EXCERPTED TEXT:
Dear Jack, nobody knows what killed the squirrel. We just woke up and found the poor bloke dead. Oh, we saw him foraging in the woods surrounding our villa. Some of those trees are hundreds of years old. The maximum span of the life of a squirrel is of course infinitesimal in comparison. But that’s the order of nature – the old provide for the young. Let’s call our squirrel Tom, though why exactly that name I don’t know. Just sounds OK.

Tom wasn’t the only squirrel foraging round the villa. There were several others. Or how would we explain sighting other squirrels after Tom’s death. Who’s ever heard of the resurrection of squirrels! Each morning Tom would come, looking for food. The villa has a lush garden. I loved sitting in the kitchen in the morning, watching the sun as it sprayed our villa with a little bit of warmth. But I wasn’t the only one trying to catch some warmth. A rather interesting pigeon also loved to sunbathe in the garden. It had a quirk. It would bend its neck at a strange angle like it’s broken, and just soak in the sun.

SET PROBLEM A:
State whether each statement agrees with the letter about the squirrel, answering yes or no and quoting the deciding words: (i) the writer knows what killed the squirrel; (ii) Tom was the only squirrel foraging around the villa; (iii) a pigeon liked to sunbathe in the garden.
The rows below are unrelated to the letter about the squirrel.

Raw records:

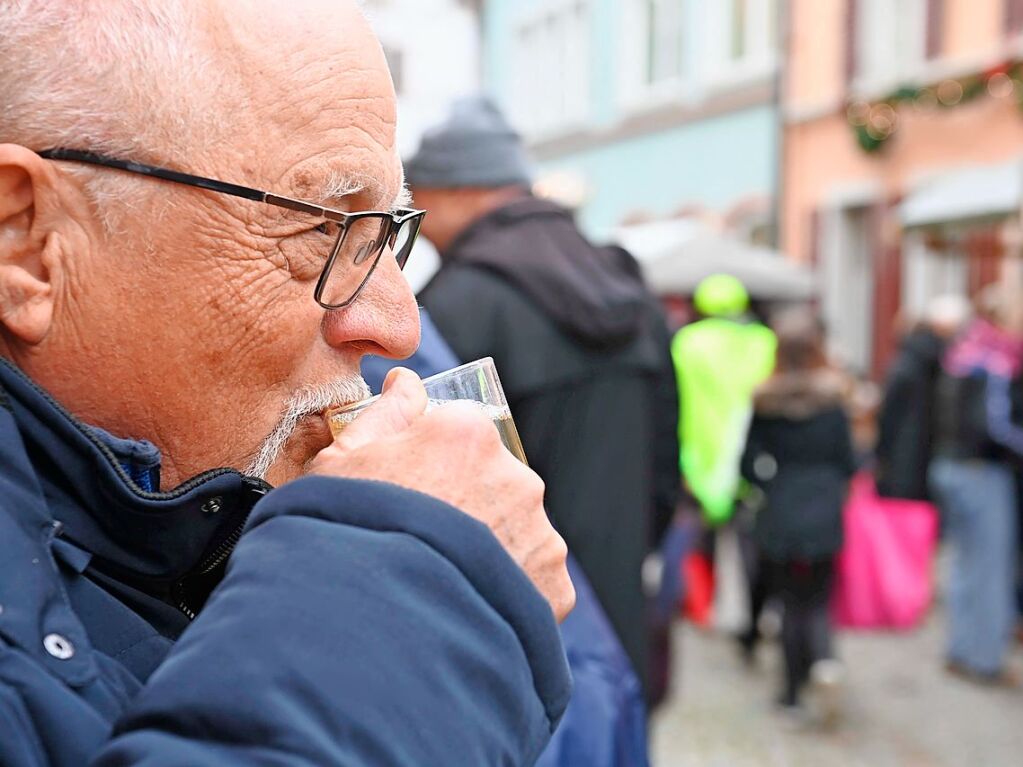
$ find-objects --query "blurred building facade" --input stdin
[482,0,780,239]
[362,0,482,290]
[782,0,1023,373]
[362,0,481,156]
--
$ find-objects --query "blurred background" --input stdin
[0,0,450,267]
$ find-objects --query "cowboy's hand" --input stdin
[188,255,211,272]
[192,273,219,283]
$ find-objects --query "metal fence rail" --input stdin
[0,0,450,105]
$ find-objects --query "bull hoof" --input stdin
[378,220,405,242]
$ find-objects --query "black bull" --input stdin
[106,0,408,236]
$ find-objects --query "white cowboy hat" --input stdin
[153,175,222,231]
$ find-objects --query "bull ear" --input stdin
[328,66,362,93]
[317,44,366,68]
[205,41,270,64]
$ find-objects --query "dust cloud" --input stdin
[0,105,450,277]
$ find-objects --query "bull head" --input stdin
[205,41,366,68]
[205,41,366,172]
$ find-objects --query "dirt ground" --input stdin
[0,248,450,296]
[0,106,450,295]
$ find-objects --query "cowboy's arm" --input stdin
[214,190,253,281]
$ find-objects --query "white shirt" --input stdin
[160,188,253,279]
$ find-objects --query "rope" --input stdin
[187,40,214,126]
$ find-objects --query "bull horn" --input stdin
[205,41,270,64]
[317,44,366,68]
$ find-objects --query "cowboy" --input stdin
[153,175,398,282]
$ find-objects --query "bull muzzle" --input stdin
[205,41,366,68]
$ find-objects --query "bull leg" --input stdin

SET PROBLEM B:
Count the lines of the rows that contain the string "blurred", with case counting, and give only the number.

TASK SOLUTION A:
(i) No: "nobody knows what killed the squirrel."
(ii) No: "Tom wasn’t the only squirrel foraging round the villa."
(iii) Yes: "A rather interesting pigeon also loved to sunbathe in the garden."

TASK SOLUTION B:
2